**Document text:**
Tag: potential

On the Corner of Dream Ave. and Believe St.: Stepping Out Of Our Comfort Zone

Posted on February 20, 2013 by

“To the degree we’re not living our dreams, our comfort zone has more control over us than we have over ourselves.”

                             ~ Peter McWilliams

comfort zone

From angelvillanueva.com

What is on the other side of change?  How often, when we find ourselves happily cruising down the  road of life, do we stop and think about what’s next? The superstitious among us might not want to jinx a good thing-why think about what might be around the next bend? Why not just keep on chugging forward? Don’t rock the boat? The grass isn’t always greener on the other side, right?

I’m wondering if maybe it actually is.

As Peter McWilliams, author of Do It! Let’s Get Off Our Buts and Life 101: Everything We Wish We Had Learned About Life in School—But Didn’t says, if we really want to live our dreams, perhaps we should think what’s just beyond the horizon or around the corner. Pushing ourselves outside our comfort zone means a momentary loss of control-scary for some of us, exhilarating for others.

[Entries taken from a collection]

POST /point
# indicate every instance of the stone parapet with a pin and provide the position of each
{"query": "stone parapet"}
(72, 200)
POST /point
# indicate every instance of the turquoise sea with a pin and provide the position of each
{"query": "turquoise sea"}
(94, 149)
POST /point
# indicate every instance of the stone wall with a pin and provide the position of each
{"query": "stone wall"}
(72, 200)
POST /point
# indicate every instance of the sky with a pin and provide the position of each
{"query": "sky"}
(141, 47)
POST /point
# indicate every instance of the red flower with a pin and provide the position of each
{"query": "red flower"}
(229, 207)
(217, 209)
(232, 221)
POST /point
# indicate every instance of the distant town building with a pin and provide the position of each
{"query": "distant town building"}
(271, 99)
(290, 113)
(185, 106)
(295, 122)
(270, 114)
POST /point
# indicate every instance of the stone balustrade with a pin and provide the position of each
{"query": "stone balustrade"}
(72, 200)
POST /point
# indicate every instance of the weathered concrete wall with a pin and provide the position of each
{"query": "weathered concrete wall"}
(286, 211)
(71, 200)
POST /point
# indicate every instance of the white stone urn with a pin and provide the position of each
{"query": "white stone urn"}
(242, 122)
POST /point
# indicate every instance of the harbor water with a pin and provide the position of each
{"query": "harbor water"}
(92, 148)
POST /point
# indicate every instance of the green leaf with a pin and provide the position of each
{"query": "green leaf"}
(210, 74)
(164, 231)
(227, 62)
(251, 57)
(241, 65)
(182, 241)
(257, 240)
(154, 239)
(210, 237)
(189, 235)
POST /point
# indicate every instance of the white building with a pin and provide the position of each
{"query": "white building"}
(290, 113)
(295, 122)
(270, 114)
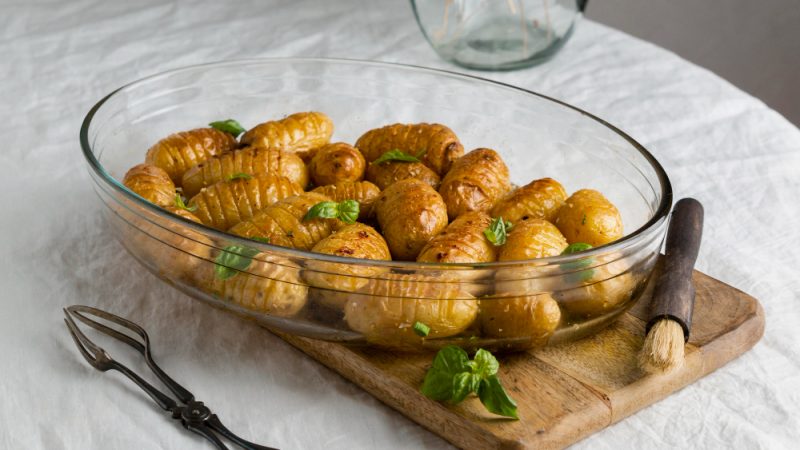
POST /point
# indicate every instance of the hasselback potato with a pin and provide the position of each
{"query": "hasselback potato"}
(476, 182)
(179, 152)
(251, 161)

**Complete the following:**
1 > In the comfort zone post, what does pushing ourselves outside our comfort zone mean?
2 > For each statement, indicate whether it agrees with the comfort zone post: (a) The post was published on February 20, 2013. (b) The writer is certain that the grass is not greener on the other side. (c) Peter McWilliams wrote Life 101.
3 > Reproduce word for word the passage of the comfort zone post that begins at the words "Posted on February" and stops after "it actually is.".
These entries were drawn from a separate source.

**Results of the exercise:**
1 > It means a momentary loss of control, which is scary for some and exhilarating for others.

2 >
(a) Yes: "Posted on February 20, 2013"
(b) No: "I’m wondering if maybe it actually is."
(c) Yes: "Peter McWilliams, author of Do It! Let’s Get Off Our Buts and Life 101"

3 >
Posted on February 20, 2013 by

“To the degree we’re not living our dreams, our comfort zone has more control over us than we have over ourselves.”

                             ~ Peter McWilliams

comfort zone

From angelvillanueva.com

What is on the other side of change?  How often, when we find ourselves happily cruising down the  road of life, do we stop and think about what’s next? The superstitious among us might not want to jinx a good thing-why think about what might be around the next bend? Why not just keep on chugging forward? Don’t rock the boat? The grass isn’t always greener on the other side, right?

I’m wondering if maybe it actually is.